Work required: In the passage below on Shinzo Abe's 70th anniversary statement, condense the paragraph that begins "This chapter introduces" into a shorter version that keeps its main facts.

--- Begin Selected passage ---

How the World Watched Abe’s 70th Anniversary Statement: Roosevelt, Chiang Kai-shek, Korea, and the Frankfurt School

This chapter introduces Masayuki Takayama’s hard-hitting analysis of Prime Minister Shinzo Abe’s “70 Years After the War” statement and the global reactions it provoked. By revisiting U.S. atomic bombings, Stalin’s Siberian internment, Chiang Kai-shek’s alignment with Roosevelt, South Korea’s historical narratives, and the role of John Dower, the Frankfurt School, and the New York Times in sustaining the “aggressor Japan” image, the essay argues that Abe’s elegant yet sharp wording quietly pierced each country’s historical hypocrisy and reveals the true strategic environment surrounding Japan today.

As the eyes of the world were upon him, Prime Minister Shinzo Abe delivered a statement marking the 70th year since the end of the war.
It seems that, in fact, every country in the world was watching with bated breath.

October 16, 2015
When I was reading this month’s “Seasonal Notes” (Orifushi no Ki) at the beginning of the monthly magazine Seiron, I thought, “Wait, isn’t this an essay by Masayuki Takayama?”

--- End Selected passage ---
--- Begin Recorded data ---

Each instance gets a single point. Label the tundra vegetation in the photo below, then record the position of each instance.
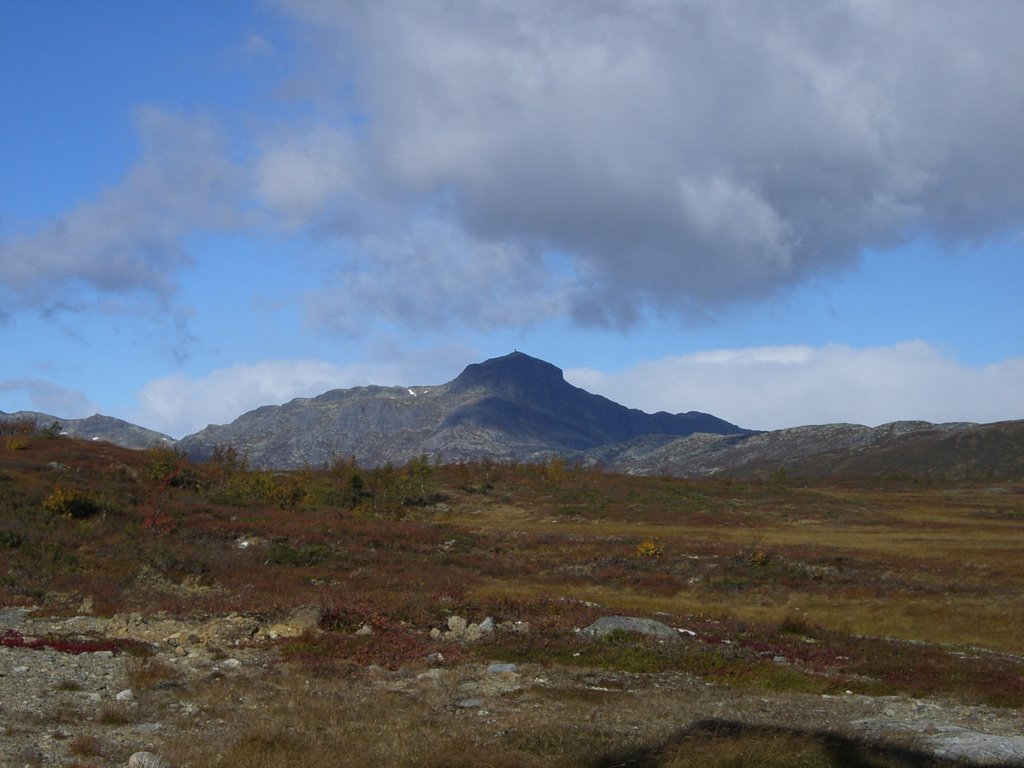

--- End Recorded data ---

Result below: The chapter presents Masayuki Takayama's critique of Prime Minister Shinzo Abe's "70 Years After the War" statement and the world's reactions to it. The essay revisits the U.S. atomic bombings, Stalin's Siberian internment, Chiang Kai-shek's alignment with Roosevelt, and South Korea's historical narratives. It also examines how John Dower, the Frankfurt School, and the New York Times sustained the "aggressor Japan" image. It argues that Abe's elegant but sharp wording quietly exposed each country's historical hypocrisy and reveals Japan's true strategic environment today.